>> start Input data
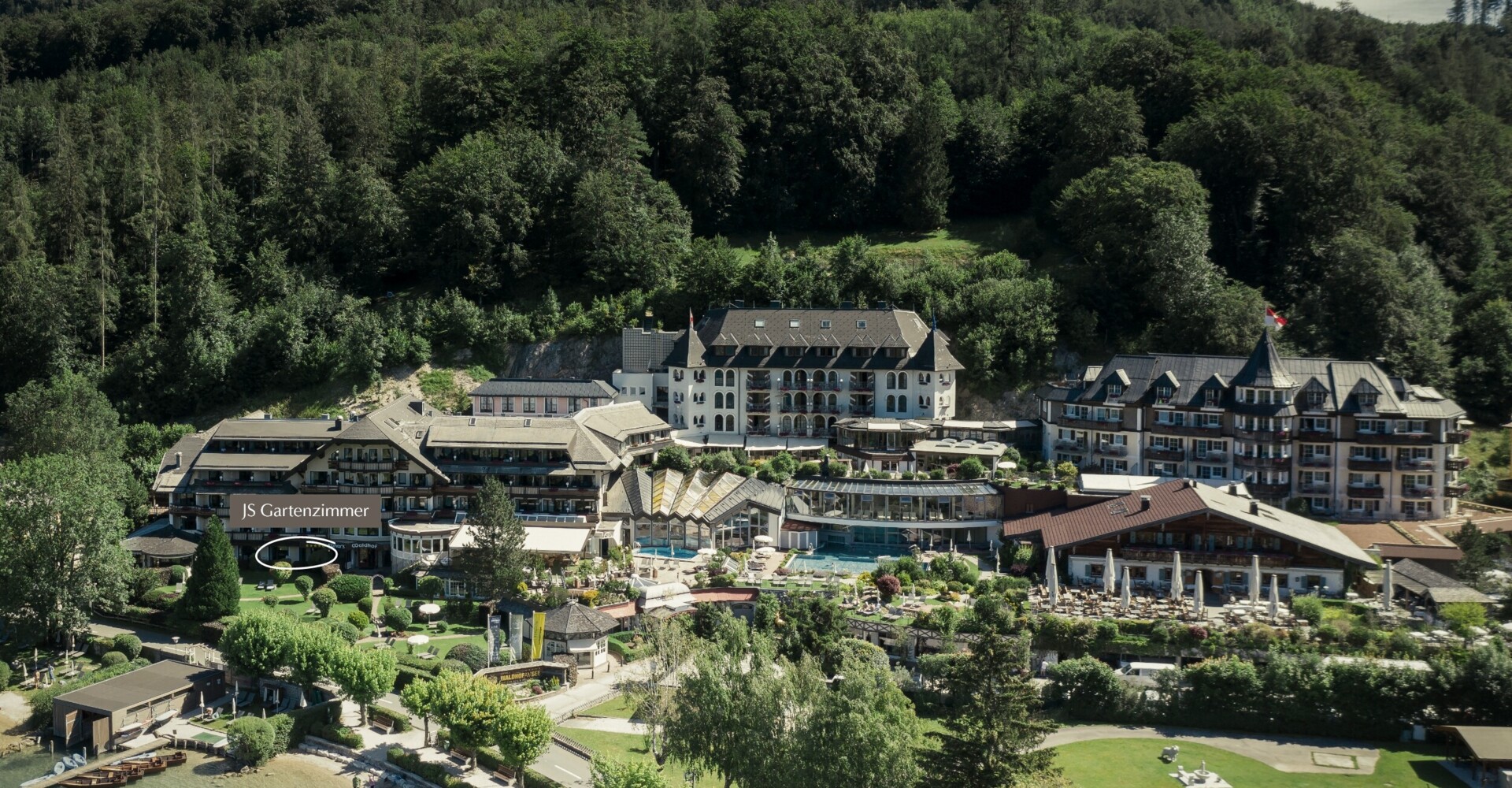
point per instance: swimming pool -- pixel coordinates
(682, 554)
(833, 562)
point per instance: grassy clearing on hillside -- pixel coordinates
(956, 243)
(1134, 763)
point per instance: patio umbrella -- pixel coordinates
(1051, 580)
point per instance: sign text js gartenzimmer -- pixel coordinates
(306, 511)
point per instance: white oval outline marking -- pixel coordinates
(307, 541)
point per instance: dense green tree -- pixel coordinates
(61, 531)
(495, 562)
(215, 582)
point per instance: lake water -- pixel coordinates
(202, 770)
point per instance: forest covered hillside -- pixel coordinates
(208, 202)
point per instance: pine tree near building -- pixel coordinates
(213, 587)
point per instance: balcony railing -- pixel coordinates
(1091, 424)
(1166, 429)
(1393, 437)
(1207, 559)
(1262, 462)
(1266, 436)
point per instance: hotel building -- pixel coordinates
(1344, 437)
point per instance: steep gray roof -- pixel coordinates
(1265, 368)
(543, 388)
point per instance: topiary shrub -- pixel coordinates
(454, 666)
(343, 630)
(251, 740)
(129, 645)
(398, 619)
(324, 598)
(350, 587)
(471, 656)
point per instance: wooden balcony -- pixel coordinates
(1243, 460)
(1091, 424)
(1184, 430)
(1265, 436)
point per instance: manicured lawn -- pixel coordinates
(1134, 763)
(616, 707)
(632, 748)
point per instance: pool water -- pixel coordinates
(682, 554)
(833, 562)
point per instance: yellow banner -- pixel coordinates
(539, 636)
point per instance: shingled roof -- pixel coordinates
(1173, 501)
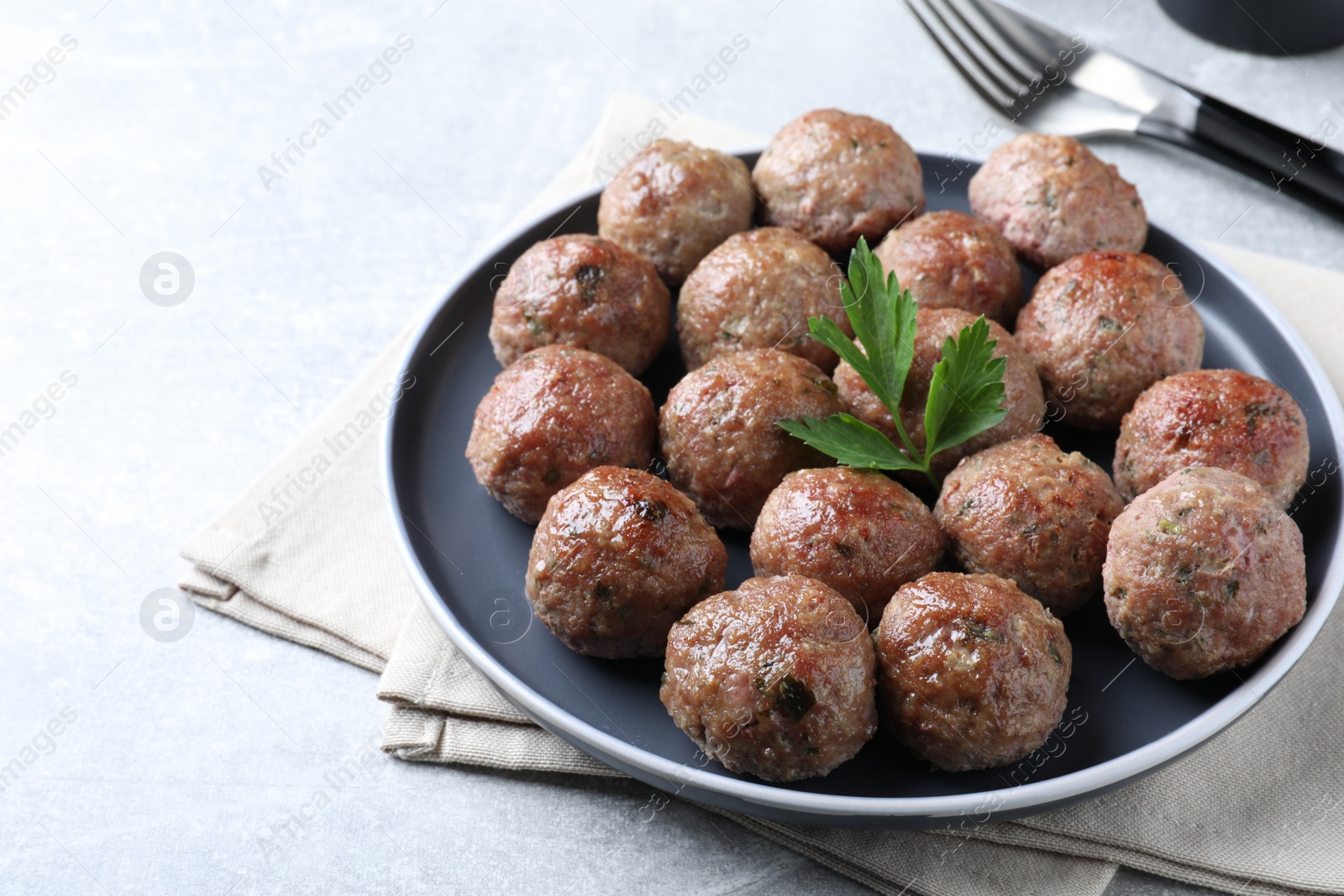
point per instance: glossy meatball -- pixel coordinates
(951, 259)
(674, 203)
(933, 325)
(1026, 511)
(972, 673)
(1054, 199)
(618, 557)
(774, 679)
(1214, 418)
(1203, 573)
(719, 430)
(585, 291)
(1104, 327)
(833, 176)
(553, 416)
(757, 291)
(858, 531)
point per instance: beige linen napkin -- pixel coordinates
(309, 557)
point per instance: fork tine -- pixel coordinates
(988, 31)
(965, 62)
(1008, 81)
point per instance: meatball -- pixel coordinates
(1054, 199)
(618, 557)
(773, 679)
(674, 203)
(1104, 327)
(833, 176)
(951, 259)
(721, 437)
(1214, 418)
(1203, 573)
(1026, 511)
(553, 416)
(972, 672)
(857, 531)
(757, 291)
(933, 325)
(585, 291)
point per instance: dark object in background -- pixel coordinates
(1269, 27)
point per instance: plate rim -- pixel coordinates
(1007, 801)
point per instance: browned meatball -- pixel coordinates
(553, 416)
(618, 557)
(721, 437)
(1203, 573)
(585, 291)
(933, 325)
(857, 531)
(1054, 199)
(1026, 511)
(1214, 418)
(951, 259)
(774, 679)
(1104, 327)
(833, 176)
(757, 291)
(972, 672)
(674, 203)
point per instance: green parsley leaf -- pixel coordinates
(851, 441)
(967, 391)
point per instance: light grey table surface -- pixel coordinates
(148, 137)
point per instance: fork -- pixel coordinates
(1047, 81)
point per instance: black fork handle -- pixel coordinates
(1301, 167)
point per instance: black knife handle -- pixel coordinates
(1289, 163)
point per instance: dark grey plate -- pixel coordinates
(1124, 720)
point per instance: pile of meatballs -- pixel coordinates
(937, 616)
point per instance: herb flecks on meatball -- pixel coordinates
(951, 259)
(833, 176)
(1214, 418)
(585, 291)
(553, 416)
(757, 291)
(1053, 199)
(1203, 573)
(674, 203)
(1026, 511)
(618, 557)
(857, 531)
(719, 432)
(774, 679)
(972, 672)
(1104, 327)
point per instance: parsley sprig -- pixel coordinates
(965, 391)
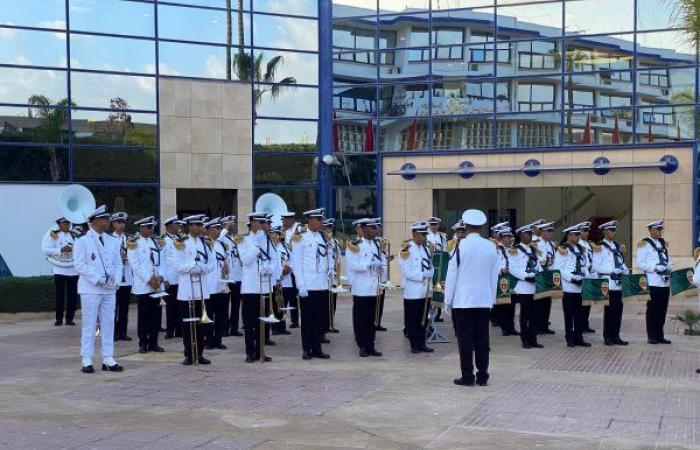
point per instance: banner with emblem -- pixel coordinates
(682, 283)
(635, 288)
(595, 291)
(548, 284)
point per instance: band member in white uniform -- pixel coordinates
(98, 263)
(147, 257)
(470, 289)
(57, 243)
(121, 315)
(416, 276)
(609, 263)
(654, 260)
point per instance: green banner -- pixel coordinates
(635, 288)
(548, 284)
(595, 291)
(682, 283)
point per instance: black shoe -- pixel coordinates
(462, 381)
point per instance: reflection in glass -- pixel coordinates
(39, 164)
(286, 101)
(35, 13)
(285, 32)
(39, 124)
(112, 16)
(285, 135)
(114, 128)
(115, 164)
(202, 25)
(284, 169)
(19, 85)
(113, 91)
(113, 54)
(32, 48)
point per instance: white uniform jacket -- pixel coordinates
(414, 259)
(571, 260)
(607, 257)
(54, 240)
(652, 253)
(524, 260)
(472, 275)
(193, 252)
(147, 258)
(312, 261)
(365, 279)
(94, 260)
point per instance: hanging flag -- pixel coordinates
(586, 139)
(369, 137)
(616, 132)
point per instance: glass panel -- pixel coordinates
(40, 125)
(112, 54)
(285, 135)
(352, 170)
(113, 91)
(35, 13)
(599, 16)
(473, 96)
(286, 101)
(115, 164)
(299, 7)
(28, 86)
(36, 48)
(404, 135)
(191, 60)
(355, 203)
(201, 25)
(42, 164)
(112, 16)
(114, 128)
(296, 199)
(284, 32)
(302, 67)
(285, 169)
(528, 130)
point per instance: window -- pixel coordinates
(535, 97)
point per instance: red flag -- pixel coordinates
(336, 134)
(411, 138)
(586, 139)
(369, 137)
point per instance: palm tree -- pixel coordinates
(249, 69)
(49, 131)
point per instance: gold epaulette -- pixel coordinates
(132, 242)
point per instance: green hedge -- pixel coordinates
(26, 294)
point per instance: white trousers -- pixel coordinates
(93, 305)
>> end Input data
§ **Task statement**: Without including any pictures, reproduce the listing exactly.

§ **Reply to the exercise**:
point per instance: swimming pool -- pixel coordinates
(682, 554)
(833, 562)
point per instance: grassy clearing on hillside -- pixel coordinates
(956, 243)
(1134, 763)
point per instance: patio umbrella -- pixel coordinates
(1051, 580)
point per instance: sign text js gartenzimmer -- pixel coordinates
(306, 511)
point per instance: white oval outline marking -- pixel coordinates
(307, 541)
point per instance: dense green tree -- pixel coordinates
(61, 531)
(495, 562)
(215, 582)
point per instance: lake water -- pixel coordinates
(202, 770)
point per instance: forest covered hillside -- pixel coordinates
(208, 202)
point per instance: pine tree near building -- pixel coordinates
(213, 587)
point per instance: balcony railing -- pixel coordinates
(1091, 424)
(1166, 429)
(1393, 437)
(1207, 559)
(1262, 462)
(1266, 436)
point per instance: hotel building -- pixel coordinates
(1344, 437)
point per instance: steep gray roof -- pixel coordinates
(1265, 368)
(543, 388)
point per instance: topiary shrub -- pixel coordinates
(454, 666)
(343, 630)
(251, 740)
(129, 645)
(398, 619)
(324, 598)
(350, 587)
(471, 656)
point per instance: wooden balcony -- pixel coordinates
(1243, 460)
(1091, 424)
(1184, 430)
(1265, 436)
point per instance: manicured lawn -- pixel coordinates
(1134, 763)
(616, 707)
(632, 748)
point per instance: pool water -- pixel coordinates
(682, 554)
(833, 562)
point per instance: yellow banner -- pixel coordinates
(539, 636)
point per instance: shingled roof -- pixel coordinates
(1173, 501)
point per instance: glossy meatball -- pixel coordinates
(951, 259)
(674, 203)
(933, 325)
(1026, 511)
(972, 673)
(1054, 199)
(618, 557)
(774, 679)
(1214, 418)
(1203, 573)
(719, 430)
(585, 291)
(1104, 327)
(833, 176)
(553, 416)
(757, 291)
(858, 531)
point per instance: beige linen napkin -- pixel coordinates
(309, 557)
point per instance: fork tine -- pixel coordinates
(988, 31)
(965, 62)
(1008, 81)
point per instance: meatball -- pixel coordinates
(1054, 199)
(618, 557)
(773, 679)
(674, 203)
(1104, 327)
(833, 176)
(951, 259)
(721, 437)
(1214, 418)
(1203, 573)
(1026, 511)
(553, 416)
(972, 672)
(857, 531)
(757, 291)
(933, 325)
(585, 291)
point per instance: dark object in background -- pixel coordinates
(1269, 27)
point per instance: plate rim -- pixel coordinates
(1007, 801)
point per instance: browned meatball -- pixel coordinates
(553, 416)
(618, 557)
(721, 437)
(1203, 573)
(585, 291)
(933, 325)
(857, 531)
(1054, 199)
(1026, 511)
(1214, 418)
(951, 259)
(774, 679)
(1104, 327)
(833, 176)
(757, 291)
(972, 672)
(674, 203)
point per instance: green parsley leaf -- pixel coordinates
(851, 441)
(967, 391)
point per instance: light grey table surface -- pixel coordinates
(148, 137)
point per instance: fork -- pixel coordinates
(1047, 81)
point per instance: black fork handle -- pixel coordinates
(1301, 167)
point per instance: black knife handle -- pixel coordinates
(1289, 163)
point per instance: dark grey plate -- pixel coordinates
(1124, 720)
point per instance: pile of meatballs -- pixel coordinates
(937, 616)
point per instance: herb flecks on meatball -- pixel coordinates
(951, 259)
(833, 176)
(1214, 418)
(585, 291)
(553, 416)
(757, 291)
(1053, 199)
(1203, 573)
(674, 203)
(1026, 511)
(618, 557)
(857, 531)
(719, 432)
(774, 679)
(972, 672)
(1104, 327)
point per instance: parsley sprig -- pixel coordinates
(965, 391)
point per instance: banner with emblem -- pixel coordinates
(682, 283)
(635, 288)
(595, 291)
(548, 284)
point per instance: band member in white uniform -- pixel coordinates
(98, 263)
(147, 257)
(470, 289)
(57, 243)
(121, 315)
(416, 276)
(609, 263)
(654, 260)
point per instance: green banner -- pixel coordinates
(635, 288)
(548, 284)
(595, 291)
(682, 283)
point per instance: black shoe -- pixel coordinates
(462, 381)
point per instance: reflection in glass -- pixel coordinates
(39, 164)
(286, 101)
(35, 13)
(285, 32)
(39, 124)
(112, 16)
(285, 135)
(114, 128)
(115, 164)
(202, 25)
(284, 169)
(19, 85)
(113, 91)
(113, 54)
(32, 48)
point per instance: white uniform jacket -- pixel coordinates
(414, 259)
(571, 260)
(607, 257)
(54, 240)
(652, 253)
(524, 260)
(472, 275)
(193, 252)
(147, 258)
(312, 261)
(365, 279)
(94, 260)
point per instance: hanging flag -- pixel coordinates
(586, 139)
(369, 137)
(616, 132)
point per instance: glass panel -- pixel coordinates
(40, 125)
(112, 54)
(285, 135)
(352, 170)
(113, 91)
(35, 13)
(599, 16)
(473, 96)
(286, 101)
(115, 164)
(299, 7)
(28, 86)
(36, 48)
(404, 135)
(191, 60)
(355, 203)
(201, 25)
(42, 164)
(112, 16)
(114, 128)
(296, 199)
(284, 32)
(302, 67)
(285, 169)
(528, 130)
point per instance: window -- pixel coordinates
(535, 97)
point per instance: red flag -- pixel coordinates
(336, 134)
(411, 138)
(586, 139)
(369, 137)
point per instance: palm tree -- pixel coordinates
(249, 69)
(49, 131)
point per instance: gold epaulette -- pixel coordinates
(132, 242)
point per instance: green hedge -- pixel coordinates
(26, 294)
point per instance: white trousers -- pixel coordinates
(93, 305)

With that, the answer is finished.